— start of Supplied data —
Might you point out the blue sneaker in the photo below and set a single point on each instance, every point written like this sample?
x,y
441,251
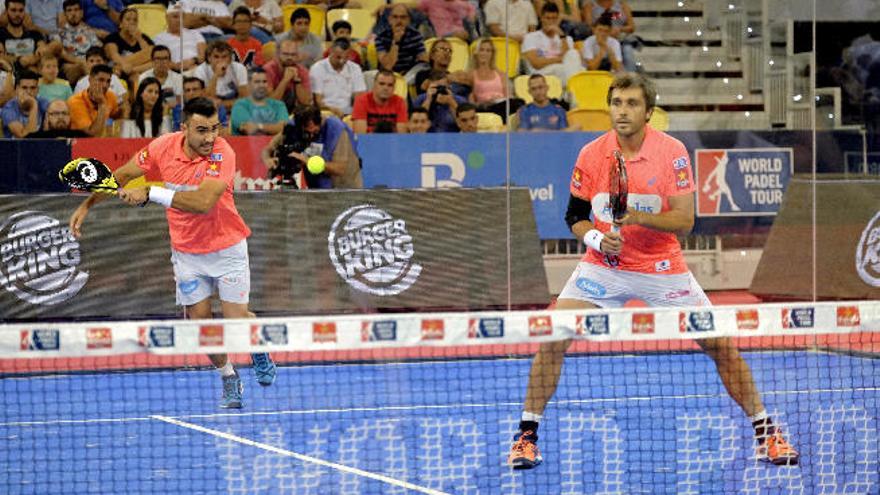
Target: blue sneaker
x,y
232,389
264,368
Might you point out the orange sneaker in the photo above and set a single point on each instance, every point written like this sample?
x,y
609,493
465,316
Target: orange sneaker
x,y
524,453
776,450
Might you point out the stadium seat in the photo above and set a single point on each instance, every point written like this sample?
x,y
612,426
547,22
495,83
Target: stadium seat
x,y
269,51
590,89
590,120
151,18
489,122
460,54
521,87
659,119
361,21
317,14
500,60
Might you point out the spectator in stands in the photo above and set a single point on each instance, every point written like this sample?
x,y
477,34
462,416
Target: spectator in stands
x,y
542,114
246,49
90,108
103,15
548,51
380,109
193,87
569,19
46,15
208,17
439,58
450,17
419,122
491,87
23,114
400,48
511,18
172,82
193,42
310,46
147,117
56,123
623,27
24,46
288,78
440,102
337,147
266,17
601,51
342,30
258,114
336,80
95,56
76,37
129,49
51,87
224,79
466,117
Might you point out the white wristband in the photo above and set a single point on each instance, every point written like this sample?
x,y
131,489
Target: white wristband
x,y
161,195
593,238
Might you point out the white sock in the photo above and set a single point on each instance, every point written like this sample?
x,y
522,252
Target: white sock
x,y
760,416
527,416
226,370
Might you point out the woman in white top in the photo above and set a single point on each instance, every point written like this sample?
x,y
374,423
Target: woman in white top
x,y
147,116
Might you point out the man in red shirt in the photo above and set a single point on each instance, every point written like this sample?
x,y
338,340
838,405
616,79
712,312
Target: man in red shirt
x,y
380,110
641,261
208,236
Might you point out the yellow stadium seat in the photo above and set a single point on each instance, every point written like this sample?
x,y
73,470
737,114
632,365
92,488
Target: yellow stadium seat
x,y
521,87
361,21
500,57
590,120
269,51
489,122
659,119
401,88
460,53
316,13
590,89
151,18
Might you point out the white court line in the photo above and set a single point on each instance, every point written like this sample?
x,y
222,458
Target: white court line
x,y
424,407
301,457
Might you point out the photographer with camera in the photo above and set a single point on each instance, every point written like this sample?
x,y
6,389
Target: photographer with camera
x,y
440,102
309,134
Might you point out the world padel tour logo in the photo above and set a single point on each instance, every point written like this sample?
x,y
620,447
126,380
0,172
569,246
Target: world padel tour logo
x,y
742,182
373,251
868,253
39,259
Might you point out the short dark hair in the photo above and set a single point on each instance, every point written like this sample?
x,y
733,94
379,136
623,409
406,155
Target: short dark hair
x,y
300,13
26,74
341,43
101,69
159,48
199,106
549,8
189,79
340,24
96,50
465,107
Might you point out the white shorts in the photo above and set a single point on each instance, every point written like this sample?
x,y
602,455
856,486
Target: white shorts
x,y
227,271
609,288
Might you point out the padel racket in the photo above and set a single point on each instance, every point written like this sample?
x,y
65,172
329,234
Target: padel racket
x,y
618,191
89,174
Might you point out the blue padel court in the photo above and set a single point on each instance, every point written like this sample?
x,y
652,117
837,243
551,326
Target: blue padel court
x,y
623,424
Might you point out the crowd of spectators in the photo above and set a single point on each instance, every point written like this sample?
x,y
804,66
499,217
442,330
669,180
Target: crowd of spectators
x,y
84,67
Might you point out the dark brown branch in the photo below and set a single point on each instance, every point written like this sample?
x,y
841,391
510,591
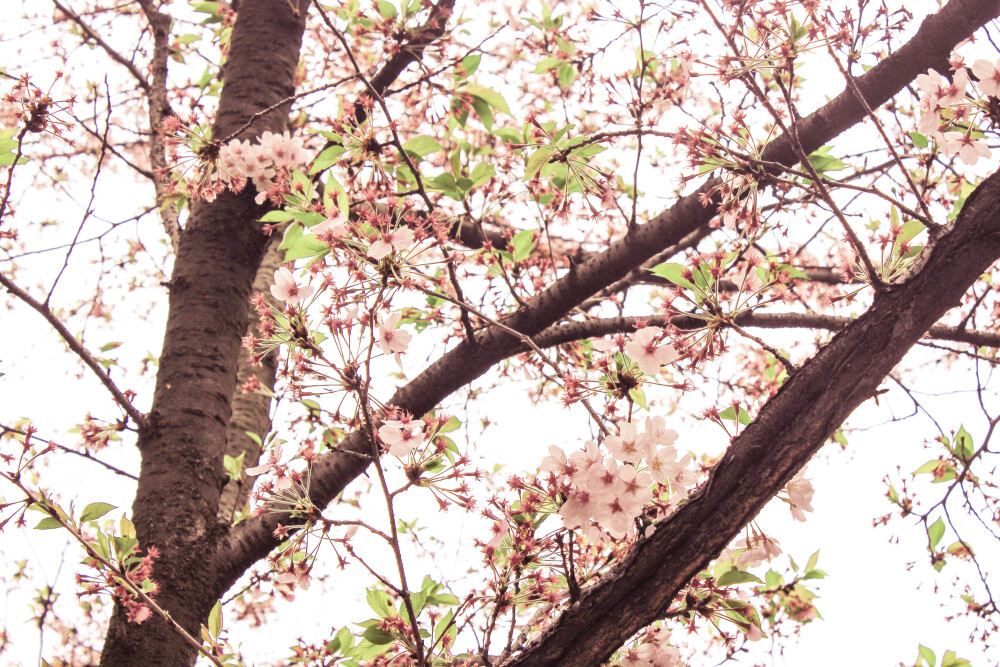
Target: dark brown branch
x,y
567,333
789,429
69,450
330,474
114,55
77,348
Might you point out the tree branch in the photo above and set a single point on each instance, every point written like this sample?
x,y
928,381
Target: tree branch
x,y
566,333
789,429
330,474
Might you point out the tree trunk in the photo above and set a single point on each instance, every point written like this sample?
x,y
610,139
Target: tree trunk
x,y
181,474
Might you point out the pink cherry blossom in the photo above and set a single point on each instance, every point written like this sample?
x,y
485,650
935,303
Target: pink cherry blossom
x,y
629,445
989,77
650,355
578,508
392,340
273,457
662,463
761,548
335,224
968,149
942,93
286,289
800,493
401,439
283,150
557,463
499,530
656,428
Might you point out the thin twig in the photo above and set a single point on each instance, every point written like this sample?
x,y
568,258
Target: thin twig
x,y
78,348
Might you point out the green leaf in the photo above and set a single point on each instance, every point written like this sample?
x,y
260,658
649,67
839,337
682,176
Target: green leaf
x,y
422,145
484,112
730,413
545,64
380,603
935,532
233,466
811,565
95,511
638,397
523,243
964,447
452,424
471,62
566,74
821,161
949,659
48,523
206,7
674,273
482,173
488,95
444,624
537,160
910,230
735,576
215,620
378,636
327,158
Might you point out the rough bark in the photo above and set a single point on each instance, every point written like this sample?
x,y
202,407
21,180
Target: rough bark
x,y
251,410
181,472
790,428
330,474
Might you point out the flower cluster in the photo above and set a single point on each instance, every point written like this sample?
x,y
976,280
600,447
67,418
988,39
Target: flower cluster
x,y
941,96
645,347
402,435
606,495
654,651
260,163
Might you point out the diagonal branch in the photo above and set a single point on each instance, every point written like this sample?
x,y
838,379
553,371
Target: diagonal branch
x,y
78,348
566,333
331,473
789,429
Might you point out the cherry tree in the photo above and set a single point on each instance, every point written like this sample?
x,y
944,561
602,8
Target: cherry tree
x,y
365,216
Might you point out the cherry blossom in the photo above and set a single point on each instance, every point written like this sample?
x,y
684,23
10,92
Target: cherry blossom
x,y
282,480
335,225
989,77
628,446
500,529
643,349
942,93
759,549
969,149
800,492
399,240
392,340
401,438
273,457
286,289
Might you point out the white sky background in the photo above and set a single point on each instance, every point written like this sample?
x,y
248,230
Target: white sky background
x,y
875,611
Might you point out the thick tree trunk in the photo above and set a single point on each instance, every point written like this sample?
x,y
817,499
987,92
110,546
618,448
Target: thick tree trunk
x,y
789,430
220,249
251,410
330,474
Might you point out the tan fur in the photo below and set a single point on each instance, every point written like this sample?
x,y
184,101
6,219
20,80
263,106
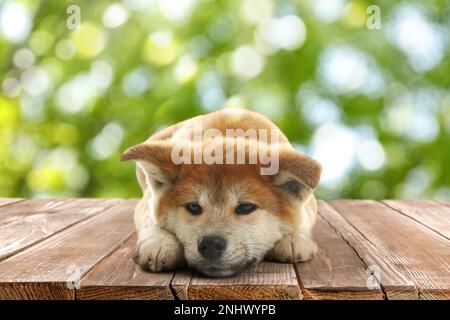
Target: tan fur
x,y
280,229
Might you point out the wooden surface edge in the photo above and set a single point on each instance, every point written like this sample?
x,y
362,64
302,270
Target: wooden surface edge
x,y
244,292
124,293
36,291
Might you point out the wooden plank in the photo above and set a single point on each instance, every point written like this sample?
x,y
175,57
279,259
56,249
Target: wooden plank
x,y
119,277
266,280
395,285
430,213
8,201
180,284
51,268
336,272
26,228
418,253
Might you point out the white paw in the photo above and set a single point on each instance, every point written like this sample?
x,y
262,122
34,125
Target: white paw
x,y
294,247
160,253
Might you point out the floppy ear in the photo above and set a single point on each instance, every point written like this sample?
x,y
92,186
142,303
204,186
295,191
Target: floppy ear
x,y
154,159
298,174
— end of Supplied data —
— start of Supplied data —
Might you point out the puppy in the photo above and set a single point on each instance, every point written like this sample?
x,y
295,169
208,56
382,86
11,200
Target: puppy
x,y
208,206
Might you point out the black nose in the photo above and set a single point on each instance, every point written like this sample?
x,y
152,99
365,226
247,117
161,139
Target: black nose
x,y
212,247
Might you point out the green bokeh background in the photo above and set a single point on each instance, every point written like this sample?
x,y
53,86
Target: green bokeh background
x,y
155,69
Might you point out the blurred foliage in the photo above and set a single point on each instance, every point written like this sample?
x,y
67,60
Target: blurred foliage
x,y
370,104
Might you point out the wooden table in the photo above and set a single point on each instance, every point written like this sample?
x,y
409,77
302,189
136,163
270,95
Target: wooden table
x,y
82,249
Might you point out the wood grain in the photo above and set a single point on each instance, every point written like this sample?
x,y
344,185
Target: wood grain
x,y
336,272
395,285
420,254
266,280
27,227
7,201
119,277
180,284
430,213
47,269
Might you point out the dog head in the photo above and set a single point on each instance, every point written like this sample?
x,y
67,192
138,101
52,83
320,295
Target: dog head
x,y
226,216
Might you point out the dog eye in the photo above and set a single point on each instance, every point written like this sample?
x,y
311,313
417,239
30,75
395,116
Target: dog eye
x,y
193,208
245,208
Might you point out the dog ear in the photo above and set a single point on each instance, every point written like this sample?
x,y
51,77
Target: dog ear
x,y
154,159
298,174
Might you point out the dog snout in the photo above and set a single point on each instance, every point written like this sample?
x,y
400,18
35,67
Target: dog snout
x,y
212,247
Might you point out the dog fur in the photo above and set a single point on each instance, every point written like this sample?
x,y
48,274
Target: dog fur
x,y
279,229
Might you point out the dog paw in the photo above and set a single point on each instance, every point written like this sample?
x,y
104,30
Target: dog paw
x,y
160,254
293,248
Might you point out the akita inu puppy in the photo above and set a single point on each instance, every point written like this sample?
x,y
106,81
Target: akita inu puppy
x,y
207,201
— end of Supplied data —
== Exercise ==
List every line in the records above that contains the word "cherry", copying each one in full. Case counts.

== Answer to the problem ==
Might you point out the pink cherry blossom in the photo above and set a single point on each instance, every point written like this sample?
Target: pink cherry blossom
Might you point out the cherry tree in the photo above and set a single point on each instance, every point written like this sample?
Target: cherry tree
Might you point out the cherry blossom in the photo above and set a single point on each instance, every point written like this sample?
Target: cherry blossom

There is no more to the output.